*AIM 1*. Transcribe the passage of the Showgirls screening note that runs from "Showgirls (Verhoeven, 1995): Everyman" up to and including "27th (details here).".
— START OF TEXT EXTRACT —
Showgirls (Verhoeven, 1995): Everyman Screen on the Green, 10.30pm
This 35mm presentation, part of a Paul Verehoeven season at Screen on the Green, is also being screened on April 27th (details here).
This movie was
roundly slammed on release was nominated for film turkey awards in the
past but I have always been a big fan. Verhoeven is
incapable of making a boring movie and this picture with Elizabeth
Berkley as a wild-eyed ingénue who takes the Las Vegas exotic-dance
scene by storm has energy to spare. It is also a somewhat subversive
movie.
— END OF TEXT EXTRACT —
*AIM 2*. Pull out each line of the entries that contains the string "fence".
— START OF TASK DATA —
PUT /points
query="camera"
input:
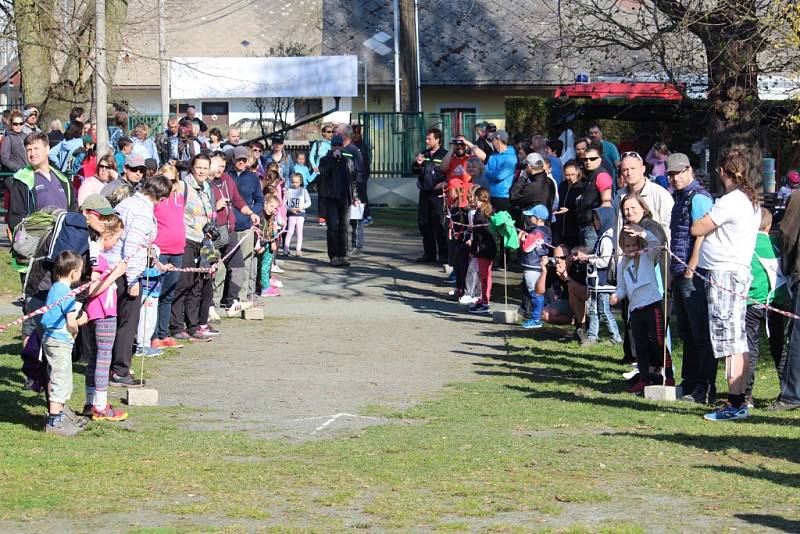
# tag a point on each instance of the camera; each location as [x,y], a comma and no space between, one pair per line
[211,231]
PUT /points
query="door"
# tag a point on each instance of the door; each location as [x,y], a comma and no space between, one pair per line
[215,115]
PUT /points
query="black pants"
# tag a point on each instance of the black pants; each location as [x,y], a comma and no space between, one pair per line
[127,323]
[431,226]
[647,336]
[193,294]
[338,222]
[754,318]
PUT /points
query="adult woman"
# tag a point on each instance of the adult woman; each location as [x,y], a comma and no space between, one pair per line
[171,242]
[476,168]
[193,294]
[56,132]
[570,190]
[214,139]
[729,230]
[143,144]
[106,172]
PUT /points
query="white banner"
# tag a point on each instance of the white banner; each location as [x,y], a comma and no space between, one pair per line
[251,77]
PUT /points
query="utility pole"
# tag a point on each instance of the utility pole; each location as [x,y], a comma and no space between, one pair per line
[101,75]
[408,63]
[162,57]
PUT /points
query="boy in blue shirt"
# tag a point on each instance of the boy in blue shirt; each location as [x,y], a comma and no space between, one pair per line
[60,325]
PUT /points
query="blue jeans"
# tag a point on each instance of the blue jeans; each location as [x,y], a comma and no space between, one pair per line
[599,304]
[168,284]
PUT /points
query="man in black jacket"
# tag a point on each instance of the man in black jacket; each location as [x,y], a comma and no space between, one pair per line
[431,184]
[340,172]
[532,187]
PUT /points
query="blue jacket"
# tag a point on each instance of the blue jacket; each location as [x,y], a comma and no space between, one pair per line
[500,172]
[680,225]
[249,187]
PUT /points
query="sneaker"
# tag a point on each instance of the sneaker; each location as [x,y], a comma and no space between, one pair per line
[124,381]
[182,336]
[62,426]
[479,308]
[199,335]
[728,413]
[637,388]
[781,406]
[532,323]
[271,292]
[148,352]
[166,343]
[109,414]
[208,330]
[75,419]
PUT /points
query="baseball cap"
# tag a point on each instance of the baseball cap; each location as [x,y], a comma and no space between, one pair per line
[539,211]
[99,203]
[134,161]
[677,162]
[535,160]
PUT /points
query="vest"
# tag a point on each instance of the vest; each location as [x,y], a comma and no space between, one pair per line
[682,241]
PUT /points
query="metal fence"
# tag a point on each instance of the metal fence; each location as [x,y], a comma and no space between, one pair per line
[394,139]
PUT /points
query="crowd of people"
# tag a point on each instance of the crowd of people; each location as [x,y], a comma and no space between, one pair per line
[596,229]
[163,235]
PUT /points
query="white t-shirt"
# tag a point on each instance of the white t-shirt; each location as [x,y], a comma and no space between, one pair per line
[730,247]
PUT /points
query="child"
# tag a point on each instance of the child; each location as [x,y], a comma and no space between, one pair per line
[60,325]
[297,202]
[535,239]
[597,277]
[482,247]
[101,311]
[268,245]
[768,287]
[639,281]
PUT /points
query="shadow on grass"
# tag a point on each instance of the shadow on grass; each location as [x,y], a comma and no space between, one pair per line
[771,521]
— END OF TASK DATA —
*FULL RESPONSE 1*.
Showgirls (Verhoeven, 1995): Everyman Screen on the Green, 10.30pm
This 35mm presentation, part of a Paul Verehoeven season at Screen on the Green, is also being screened on April 27th (details here).

*FULL RESPONSE 2*.
query="metal fence"
# tag a point on each instance of the metal fence; each location as [x,y], a comma and no space between, one pair per line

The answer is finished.